EXERCISE: In the lines running from the one containing "Spot the mound" through the one containing "[[[680,224],[678,232],[717,232],[717,222],[704,218],[695,218]]]", inclusive, replace "soil" with "earth" and leave everything else unchanged. Return only those lines.
==== RAW RECORDS
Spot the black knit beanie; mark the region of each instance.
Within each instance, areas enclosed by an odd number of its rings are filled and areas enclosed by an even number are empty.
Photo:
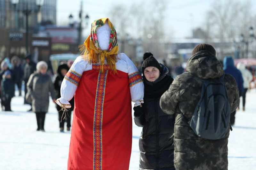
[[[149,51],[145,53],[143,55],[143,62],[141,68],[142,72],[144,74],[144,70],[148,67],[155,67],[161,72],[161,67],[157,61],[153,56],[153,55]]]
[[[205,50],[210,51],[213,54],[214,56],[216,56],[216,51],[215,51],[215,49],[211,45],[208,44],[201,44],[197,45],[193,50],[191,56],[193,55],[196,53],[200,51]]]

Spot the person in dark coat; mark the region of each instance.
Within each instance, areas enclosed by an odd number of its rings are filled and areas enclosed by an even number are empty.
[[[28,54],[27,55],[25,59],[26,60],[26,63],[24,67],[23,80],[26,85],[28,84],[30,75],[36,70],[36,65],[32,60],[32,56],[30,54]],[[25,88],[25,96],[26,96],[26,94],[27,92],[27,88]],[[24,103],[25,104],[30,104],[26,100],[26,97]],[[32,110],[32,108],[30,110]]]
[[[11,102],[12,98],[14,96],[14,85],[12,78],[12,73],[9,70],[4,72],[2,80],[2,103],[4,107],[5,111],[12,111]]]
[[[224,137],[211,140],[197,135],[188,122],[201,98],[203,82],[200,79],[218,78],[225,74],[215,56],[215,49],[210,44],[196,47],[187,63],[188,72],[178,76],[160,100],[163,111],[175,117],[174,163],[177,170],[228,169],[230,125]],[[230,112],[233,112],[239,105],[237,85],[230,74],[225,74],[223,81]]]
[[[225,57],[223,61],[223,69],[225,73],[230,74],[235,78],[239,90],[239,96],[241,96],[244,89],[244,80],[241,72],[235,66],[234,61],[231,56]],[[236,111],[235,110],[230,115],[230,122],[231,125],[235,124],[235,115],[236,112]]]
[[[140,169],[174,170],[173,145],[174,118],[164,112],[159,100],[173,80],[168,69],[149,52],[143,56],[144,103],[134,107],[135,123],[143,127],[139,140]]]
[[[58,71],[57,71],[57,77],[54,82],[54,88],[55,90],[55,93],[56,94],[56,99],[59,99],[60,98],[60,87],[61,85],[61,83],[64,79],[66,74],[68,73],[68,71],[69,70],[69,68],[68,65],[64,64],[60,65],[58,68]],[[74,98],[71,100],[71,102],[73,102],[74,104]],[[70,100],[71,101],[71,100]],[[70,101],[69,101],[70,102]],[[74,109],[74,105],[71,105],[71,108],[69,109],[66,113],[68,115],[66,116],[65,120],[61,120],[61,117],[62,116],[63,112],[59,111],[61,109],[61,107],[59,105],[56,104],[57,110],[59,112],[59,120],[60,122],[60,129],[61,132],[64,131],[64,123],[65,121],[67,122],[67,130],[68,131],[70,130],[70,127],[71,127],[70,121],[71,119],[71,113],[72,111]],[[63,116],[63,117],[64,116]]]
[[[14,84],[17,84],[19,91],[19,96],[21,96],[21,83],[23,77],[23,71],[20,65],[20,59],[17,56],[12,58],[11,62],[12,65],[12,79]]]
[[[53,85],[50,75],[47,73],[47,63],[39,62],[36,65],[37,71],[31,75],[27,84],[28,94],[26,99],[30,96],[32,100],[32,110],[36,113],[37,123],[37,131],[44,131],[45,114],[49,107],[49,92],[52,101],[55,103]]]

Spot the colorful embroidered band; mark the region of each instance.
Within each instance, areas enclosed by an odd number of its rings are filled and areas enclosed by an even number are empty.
========
==== RAW RECORDS
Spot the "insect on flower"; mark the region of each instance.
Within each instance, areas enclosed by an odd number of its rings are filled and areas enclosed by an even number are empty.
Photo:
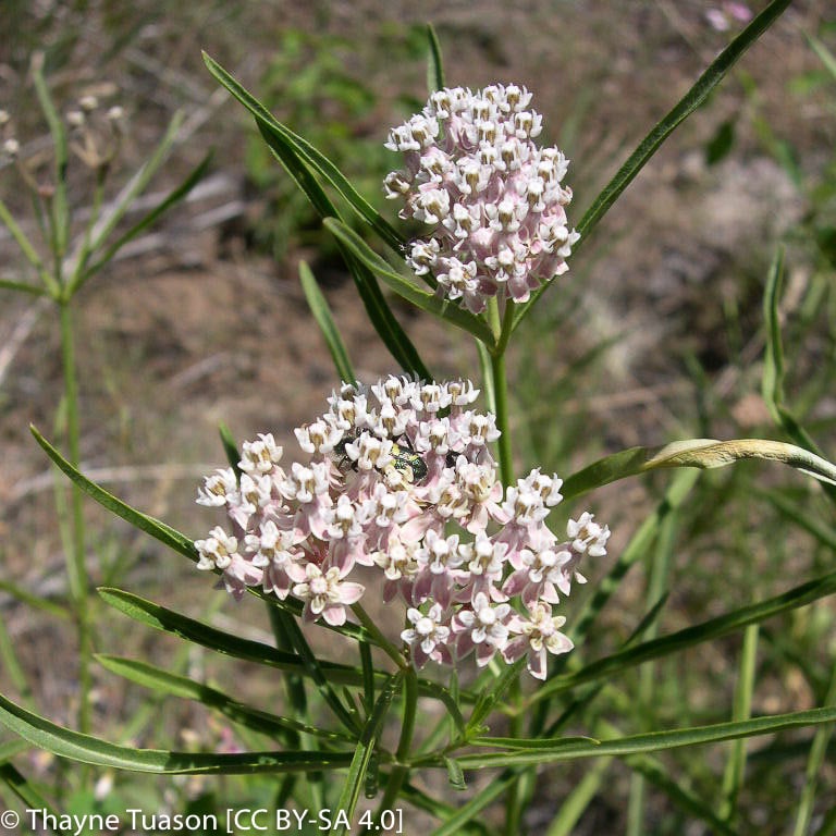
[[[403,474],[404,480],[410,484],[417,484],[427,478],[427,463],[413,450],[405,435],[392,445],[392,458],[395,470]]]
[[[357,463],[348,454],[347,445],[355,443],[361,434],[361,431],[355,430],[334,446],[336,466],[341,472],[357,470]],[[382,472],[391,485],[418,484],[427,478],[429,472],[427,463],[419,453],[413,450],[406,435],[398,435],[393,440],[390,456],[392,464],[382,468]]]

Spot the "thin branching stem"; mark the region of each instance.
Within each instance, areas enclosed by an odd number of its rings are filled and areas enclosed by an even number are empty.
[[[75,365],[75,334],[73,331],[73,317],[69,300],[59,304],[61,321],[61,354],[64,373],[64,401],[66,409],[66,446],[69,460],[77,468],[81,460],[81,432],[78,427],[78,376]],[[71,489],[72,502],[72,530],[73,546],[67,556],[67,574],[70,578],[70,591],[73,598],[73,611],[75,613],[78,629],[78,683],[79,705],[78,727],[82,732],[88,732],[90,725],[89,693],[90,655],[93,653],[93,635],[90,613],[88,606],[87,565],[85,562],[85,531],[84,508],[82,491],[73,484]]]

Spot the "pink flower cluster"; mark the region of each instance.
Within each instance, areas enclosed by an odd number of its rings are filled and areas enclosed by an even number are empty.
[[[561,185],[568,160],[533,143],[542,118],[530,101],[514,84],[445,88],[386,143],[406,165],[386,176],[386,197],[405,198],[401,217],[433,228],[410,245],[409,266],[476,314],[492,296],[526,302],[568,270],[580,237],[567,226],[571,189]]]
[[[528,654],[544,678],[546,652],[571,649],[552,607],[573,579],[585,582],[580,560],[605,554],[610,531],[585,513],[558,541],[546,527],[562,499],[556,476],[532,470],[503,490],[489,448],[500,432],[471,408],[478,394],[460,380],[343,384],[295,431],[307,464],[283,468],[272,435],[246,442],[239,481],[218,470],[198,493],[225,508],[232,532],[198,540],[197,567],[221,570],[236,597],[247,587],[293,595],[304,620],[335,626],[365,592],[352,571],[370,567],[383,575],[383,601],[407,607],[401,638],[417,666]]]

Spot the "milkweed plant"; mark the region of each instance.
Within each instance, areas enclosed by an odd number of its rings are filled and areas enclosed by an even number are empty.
========
==== RAW RECORDS
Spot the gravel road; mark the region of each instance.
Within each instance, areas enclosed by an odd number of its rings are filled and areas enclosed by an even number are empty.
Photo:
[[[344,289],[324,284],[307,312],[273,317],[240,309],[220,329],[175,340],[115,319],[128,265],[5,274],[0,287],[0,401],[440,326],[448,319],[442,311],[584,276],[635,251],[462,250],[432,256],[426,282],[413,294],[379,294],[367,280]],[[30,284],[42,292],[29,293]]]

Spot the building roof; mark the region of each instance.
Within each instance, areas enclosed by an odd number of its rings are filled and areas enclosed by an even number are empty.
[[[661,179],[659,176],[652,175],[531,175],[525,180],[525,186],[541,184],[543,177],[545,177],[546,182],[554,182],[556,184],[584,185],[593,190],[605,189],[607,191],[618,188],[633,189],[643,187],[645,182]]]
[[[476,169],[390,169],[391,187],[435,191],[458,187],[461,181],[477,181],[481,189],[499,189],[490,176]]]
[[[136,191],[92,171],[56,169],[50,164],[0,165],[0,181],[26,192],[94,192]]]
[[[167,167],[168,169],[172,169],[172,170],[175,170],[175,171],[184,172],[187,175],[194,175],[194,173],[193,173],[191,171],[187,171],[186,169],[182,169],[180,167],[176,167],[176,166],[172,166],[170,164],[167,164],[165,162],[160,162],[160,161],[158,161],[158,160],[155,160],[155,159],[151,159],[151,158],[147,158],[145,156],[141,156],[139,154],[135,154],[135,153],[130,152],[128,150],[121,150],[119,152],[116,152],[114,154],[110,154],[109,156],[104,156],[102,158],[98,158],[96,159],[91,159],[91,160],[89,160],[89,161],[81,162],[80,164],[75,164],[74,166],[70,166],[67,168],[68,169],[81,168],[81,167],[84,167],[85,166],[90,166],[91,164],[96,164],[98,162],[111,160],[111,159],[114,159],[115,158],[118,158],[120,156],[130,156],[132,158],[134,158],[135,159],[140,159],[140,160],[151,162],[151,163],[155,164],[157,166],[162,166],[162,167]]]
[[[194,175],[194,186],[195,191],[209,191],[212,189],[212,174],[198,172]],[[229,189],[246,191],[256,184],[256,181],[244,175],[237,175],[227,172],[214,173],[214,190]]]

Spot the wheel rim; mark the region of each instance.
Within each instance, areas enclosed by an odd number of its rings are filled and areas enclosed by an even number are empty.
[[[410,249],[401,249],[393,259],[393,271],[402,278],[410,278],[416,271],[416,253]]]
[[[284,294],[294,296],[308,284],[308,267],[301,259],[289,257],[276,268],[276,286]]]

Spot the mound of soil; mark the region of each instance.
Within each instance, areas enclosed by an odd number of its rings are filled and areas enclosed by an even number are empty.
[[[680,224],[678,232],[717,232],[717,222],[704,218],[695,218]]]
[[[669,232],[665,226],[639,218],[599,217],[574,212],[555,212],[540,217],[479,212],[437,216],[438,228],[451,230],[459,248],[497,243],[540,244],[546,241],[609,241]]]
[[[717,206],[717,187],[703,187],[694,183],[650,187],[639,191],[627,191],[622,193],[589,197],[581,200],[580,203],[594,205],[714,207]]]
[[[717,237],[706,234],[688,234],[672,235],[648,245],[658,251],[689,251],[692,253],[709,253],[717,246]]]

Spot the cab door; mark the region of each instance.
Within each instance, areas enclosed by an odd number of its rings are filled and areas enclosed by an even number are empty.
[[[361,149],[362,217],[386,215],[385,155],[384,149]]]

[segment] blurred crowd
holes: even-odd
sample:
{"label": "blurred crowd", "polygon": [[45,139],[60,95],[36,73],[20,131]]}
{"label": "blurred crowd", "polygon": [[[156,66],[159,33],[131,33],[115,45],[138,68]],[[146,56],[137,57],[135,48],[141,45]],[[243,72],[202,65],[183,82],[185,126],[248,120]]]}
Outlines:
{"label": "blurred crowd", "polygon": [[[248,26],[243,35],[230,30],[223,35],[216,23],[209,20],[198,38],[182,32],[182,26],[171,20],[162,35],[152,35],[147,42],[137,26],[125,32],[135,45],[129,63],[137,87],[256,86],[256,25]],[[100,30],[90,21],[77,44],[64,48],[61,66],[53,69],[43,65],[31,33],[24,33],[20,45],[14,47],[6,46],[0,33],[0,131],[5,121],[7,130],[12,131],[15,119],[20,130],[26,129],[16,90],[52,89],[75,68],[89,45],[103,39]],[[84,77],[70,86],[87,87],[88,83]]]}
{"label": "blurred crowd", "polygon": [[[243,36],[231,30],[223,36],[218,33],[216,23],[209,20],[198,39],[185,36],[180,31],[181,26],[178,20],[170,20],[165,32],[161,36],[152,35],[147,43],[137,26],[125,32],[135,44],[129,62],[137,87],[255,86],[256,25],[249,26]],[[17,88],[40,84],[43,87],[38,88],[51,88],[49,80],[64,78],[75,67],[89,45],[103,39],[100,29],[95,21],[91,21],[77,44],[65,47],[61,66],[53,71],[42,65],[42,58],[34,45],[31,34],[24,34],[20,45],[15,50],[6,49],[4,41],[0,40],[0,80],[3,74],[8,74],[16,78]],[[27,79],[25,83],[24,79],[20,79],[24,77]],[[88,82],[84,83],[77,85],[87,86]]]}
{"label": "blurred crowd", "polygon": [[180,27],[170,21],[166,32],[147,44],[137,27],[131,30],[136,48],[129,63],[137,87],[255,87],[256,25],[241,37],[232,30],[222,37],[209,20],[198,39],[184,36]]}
========
ANSWER:
Spot the mound of earth; mark the region of each instance.
Within each instance, areas enclosed by an odd number of its rings are filled and areas enclosed by an even number are empty.
[[[680,224],[678,232],[717,232],[717,222],[704,218],[695,218]]]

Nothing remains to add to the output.